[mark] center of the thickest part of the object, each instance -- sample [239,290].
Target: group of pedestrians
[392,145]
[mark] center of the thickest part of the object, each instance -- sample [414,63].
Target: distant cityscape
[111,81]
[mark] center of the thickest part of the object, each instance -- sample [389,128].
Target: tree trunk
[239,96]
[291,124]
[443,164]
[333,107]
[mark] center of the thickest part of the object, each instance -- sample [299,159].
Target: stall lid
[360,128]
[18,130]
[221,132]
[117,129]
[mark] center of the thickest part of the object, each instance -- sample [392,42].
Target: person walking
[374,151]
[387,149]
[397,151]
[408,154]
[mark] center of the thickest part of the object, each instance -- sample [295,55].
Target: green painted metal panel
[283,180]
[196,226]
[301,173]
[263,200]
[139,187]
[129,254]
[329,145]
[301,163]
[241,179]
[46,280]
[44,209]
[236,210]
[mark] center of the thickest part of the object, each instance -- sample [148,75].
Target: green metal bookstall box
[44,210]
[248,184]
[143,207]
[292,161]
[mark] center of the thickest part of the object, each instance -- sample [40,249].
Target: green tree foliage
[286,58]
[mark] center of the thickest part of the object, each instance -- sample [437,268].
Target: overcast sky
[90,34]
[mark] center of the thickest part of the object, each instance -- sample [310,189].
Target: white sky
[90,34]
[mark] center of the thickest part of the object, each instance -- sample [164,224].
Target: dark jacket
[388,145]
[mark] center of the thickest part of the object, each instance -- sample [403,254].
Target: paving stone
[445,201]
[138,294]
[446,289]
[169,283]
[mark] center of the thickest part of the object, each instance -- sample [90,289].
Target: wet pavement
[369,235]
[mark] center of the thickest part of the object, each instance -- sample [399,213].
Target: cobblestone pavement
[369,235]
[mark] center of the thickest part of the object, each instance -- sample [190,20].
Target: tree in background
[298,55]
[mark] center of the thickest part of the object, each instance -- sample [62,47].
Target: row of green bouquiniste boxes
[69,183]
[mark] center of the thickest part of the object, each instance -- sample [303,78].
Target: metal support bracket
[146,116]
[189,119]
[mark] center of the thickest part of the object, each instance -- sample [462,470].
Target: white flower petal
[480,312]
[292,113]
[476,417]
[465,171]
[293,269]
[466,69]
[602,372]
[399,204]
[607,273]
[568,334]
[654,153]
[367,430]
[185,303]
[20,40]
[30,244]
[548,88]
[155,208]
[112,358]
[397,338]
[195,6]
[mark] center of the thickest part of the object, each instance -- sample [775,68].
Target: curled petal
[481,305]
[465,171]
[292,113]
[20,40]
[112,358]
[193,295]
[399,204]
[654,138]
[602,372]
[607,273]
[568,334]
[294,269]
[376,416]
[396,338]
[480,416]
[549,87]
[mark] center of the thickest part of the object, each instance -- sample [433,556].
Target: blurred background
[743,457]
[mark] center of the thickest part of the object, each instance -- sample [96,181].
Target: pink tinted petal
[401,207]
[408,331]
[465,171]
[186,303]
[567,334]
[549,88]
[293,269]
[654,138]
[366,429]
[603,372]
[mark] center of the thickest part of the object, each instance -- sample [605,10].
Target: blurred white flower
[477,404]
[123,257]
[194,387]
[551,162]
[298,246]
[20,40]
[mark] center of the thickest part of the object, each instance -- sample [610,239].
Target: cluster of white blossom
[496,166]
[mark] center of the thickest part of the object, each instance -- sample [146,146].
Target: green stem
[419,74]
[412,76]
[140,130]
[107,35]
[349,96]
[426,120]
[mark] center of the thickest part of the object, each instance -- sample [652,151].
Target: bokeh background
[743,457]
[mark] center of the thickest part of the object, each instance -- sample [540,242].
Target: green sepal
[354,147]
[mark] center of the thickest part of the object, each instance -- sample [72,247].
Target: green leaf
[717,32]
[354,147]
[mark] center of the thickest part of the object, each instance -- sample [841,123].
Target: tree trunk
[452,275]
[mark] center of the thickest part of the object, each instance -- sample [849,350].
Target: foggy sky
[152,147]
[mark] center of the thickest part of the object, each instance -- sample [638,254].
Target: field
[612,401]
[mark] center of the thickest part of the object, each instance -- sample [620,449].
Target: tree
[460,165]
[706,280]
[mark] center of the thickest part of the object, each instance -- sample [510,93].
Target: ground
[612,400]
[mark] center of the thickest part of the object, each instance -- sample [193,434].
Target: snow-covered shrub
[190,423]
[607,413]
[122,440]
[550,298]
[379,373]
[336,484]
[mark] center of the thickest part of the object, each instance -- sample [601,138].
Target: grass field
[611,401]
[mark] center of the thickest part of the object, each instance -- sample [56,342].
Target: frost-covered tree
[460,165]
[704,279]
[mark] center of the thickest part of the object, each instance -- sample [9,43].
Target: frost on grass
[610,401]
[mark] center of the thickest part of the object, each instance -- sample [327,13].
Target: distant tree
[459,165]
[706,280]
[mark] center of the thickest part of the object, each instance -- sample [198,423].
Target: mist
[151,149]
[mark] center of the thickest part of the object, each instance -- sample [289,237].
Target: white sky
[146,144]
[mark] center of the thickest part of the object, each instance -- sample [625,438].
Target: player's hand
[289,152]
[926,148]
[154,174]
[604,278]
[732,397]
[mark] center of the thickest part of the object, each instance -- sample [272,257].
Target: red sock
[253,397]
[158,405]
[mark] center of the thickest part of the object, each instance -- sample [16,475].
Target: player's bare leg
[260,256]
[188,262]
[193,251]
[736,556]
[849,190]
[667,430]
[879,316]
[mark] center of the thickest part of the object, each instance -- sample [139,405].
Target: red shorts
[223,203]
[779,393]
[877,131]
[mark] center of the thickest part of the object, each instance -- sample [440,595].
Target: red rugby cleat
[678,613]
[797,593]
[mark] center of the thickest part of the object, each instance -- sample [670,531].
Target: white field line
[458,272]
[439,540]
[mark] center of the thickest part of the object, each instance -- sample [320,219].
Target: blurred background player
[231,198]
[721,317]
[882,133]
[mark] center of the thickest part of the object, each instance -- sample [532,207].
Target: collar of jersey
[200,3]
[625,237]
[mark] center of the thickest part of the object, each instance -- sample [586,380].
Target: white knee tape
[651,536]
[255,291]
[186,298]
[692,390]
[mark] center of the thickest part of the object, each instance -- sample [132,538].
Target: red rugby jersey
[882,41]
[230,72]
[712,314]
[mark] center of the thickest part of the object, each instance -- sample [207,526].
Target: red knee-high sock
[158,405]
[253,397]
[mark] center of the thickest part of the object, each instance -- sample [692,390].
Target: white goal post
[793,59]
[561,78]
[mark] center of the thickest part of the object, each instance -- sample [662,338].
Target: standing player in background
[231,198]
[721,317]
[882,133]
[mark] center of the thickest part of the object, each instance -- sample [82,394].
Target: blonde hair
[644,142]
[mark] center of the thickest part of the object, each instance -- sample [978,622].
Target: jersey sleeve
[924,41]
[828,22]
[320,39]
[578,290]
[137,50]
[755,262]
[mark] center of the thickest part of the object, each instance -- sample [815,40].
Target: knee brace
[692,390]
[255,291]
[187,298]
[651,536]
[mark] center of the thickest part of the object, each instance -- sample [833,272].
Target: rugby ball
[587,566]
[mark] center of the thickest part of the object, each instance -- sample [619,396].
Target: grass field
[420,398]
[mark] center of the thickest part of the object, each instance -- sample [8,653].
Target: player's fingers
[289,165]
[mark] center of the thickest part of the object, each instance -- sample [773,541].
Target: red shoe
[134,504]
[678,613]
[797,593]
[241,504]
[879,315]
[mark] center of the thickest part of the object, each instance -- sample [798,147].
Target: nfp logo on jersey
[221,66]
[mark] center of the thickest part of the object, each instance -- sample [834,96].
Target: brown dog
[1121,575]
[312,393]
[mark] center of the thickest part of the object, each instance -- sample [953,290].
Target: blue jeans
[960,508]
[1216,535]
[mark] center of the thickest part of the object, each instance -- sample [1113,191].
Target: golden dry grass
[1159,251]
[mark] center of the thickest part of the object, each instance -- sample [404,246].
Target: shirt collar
------------------------
▶ _Aim of the exercise_: Write down exactly the span of lines above from the one containing "Target: frost on grass" to the one containing "-- sample [16,475].", both ends included.

▶ _Final answer_:
Target: frost on grass
[610,401]
[mark] center of the thickest part of the object, each instance -- sample [327,13].
Target: distant tree
[459,165]
[706,280]
[mark] center of the thickest part of the object, each instance -- sample [198,423].
Target: mist
[151,149]
[mark] center of the thickest part of the object, each instance -- sample [289,237].
Target: white sky
[146,144]
[mark] center of the thickest part of the object, each instance -- sample [625,438].
Target: player's hand
[289,152]
[926,148]
[154,174]
[604,278]
[732,397]
[mark] center of the thickest part of the object, each instance -- sample [272,257].
Target: red sock
[253,397]
[158,405]
[mark] center of the thickest part of the object, each instance -- sample [16,475].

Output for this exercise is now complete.